## EXERCISE INSTRUCTIONS
Your answer should repeat every record verbatim.

## RECORDS SUPPLIED
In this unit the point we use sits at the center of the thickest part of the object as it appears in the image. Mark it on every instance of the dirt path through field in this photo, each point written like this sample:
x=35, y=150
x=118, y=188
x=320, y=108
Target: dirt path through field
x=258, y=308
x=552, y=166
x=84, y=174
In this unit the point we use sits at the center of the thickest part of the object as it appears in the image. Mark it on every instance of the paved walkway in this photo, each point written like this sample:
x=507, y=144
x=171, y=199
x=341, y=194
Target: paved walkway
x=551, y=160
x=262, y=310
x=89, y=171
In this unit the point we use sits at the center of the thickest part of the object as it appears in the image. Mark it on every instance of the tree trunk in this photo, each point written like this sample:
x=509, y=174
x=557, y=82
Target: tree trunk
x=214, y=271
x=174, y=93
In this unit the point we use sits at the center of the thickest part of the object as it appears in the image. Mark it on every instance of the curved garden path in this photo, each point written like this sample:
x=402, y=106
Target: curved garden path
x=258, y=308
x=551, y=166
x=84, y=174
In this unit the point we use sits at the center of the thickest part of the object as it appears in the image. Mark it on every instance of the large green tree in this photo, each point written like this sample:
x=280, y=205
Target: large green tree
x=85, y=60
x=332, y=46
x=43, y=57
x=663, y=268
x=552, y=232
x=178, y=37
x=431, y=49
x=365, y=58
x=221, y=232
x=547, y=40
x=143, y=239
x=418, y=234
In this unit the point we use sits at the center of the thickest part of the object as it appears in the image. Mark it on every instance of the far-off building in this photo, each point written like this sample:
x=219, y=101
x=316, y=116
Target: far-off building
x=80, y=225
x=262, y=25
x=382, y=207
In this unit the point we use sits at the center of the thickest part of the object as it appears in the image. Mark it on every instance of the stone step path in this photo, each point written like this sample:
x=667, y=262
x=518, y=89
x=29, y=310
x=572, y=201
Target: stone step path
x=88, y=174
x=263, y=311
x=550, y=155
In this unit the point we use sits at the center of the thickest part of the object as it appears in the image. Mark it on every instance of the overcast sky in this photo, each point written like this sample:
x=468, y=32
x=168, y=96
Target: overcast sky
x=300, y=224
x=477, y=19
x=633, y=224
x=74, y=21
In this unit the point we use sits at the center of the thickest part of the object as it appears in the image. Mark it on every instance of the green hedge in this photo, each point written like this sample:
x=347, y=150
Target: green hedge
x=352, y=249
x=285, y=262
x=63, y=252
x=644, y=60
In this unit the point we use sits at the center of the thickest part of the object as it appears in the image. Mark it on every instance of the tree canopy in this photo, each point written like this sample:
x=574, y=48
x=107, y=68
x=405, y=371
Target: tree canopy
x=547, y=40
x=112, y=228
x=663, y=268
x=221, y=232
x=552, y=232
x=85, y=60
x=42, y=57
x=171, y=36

## FINISHED TASK
In this unit the point we use sits at the center of the thickest part of the object as it appears in the image. Mark it on every instance of the dirt path through field in this photo, each point written like this sample:
x=35, y=150
x=118, y=188
x=320, y=108
Target: dirt path through field
x=258, y=308
x=552, y=166
x=84, y=174
In this unit the point we use sits at the center of the thickest part of the object as it appears in the image. Mark it on every instance of the paved walkway in this photo, each point written like this sample:
x=507, y=144
x=171, y=199
x=341, y=194
Target: paved walkway
x=551, y=160
x=262, y=310
x=89, y=171
In this unit the point we use sits at the center of the thickest part of the object as it appears in the image. Mark it on every instance of the tree trunk in this photo, each point written like this sample:
x=509, y=174
x=557, y=82
Target: tree trunk
x=214, y=271
x=174, y=93
In this unit the point we use sits at the center of the thickest part of the object as it appears in the image. Mark it on every instance of the curved garden path in this photo, each point written like this sample:
x=402, y=106
Target: curved garden path
x=258, y=308
x=551, y=166
x=84, y=174
In this unit the point we use sits at the center of the thickest part of the object as it appears in the image. Mark it on every instance of the large green tree in this photo, each point written like this sample:
x=280, y=205
Target: large green tree
x=85, y=60
x=332, y=46
x=43, y=57
x=663, y=268
x=552, y=232
x=178, y=37
x=431, y=49
x=365, y=58
x=221, y=232
x=547, y=40
x=143, y=239
x=418, y=234
In this unit the point we use sits at the center of the thickest part of the object as it appears in the image. Mark it on every instance of the far-off building in this photo, each point written like this sample:
x=219, y=101
x=316, y=116
Target: far-off building
x=80, y=225
x=262, y=25
x=382, y=207
In this unit the point we use sits at the center of the thickest part of the object as it appears in the image. Mark it on every instance of the stone step path in this photo, each point written like this sample:
x=667, y=262
x=518, y=89
x=29, y=310
x=572, y=201
Target: stone step path
x=88, y=174
x=263, y=311
x=550, y=155
In this unit the point we use sits at the center of the thickest part of the object as it appears in the image. Mark it on every instance of the overcast sky in this photo, each point written like this sample:
x=468, y=32
x=168, y=96
Target: overcast sky
x=300, y=224
x=477, y=19
x=633, y=224
x=74, y=21
In this unit the point we use sits at the center of the thickest part of the object as it appears in the image. Mark it on every instance of the green hedge in this photo, each point written like this sample:
x=347, y=150
Target: green hedge
x=352, y=249
x=285, y=262
x=63, y=252
x=644, y=60
In this unit the point we use sits at the center of the thickest part of the object as it appears in the image. Mark it on every instance of the tree canopy in this photo, each point written like this sample:
x=574, y=48
x=107, y=68
x=405, y=371
Target: tree canopy
x=547, y=40
x=112, y=228
x=663, y=268
x=221, y=232
x=552, y=232
x=85, y=60
x=42, y=57
x=171, y=36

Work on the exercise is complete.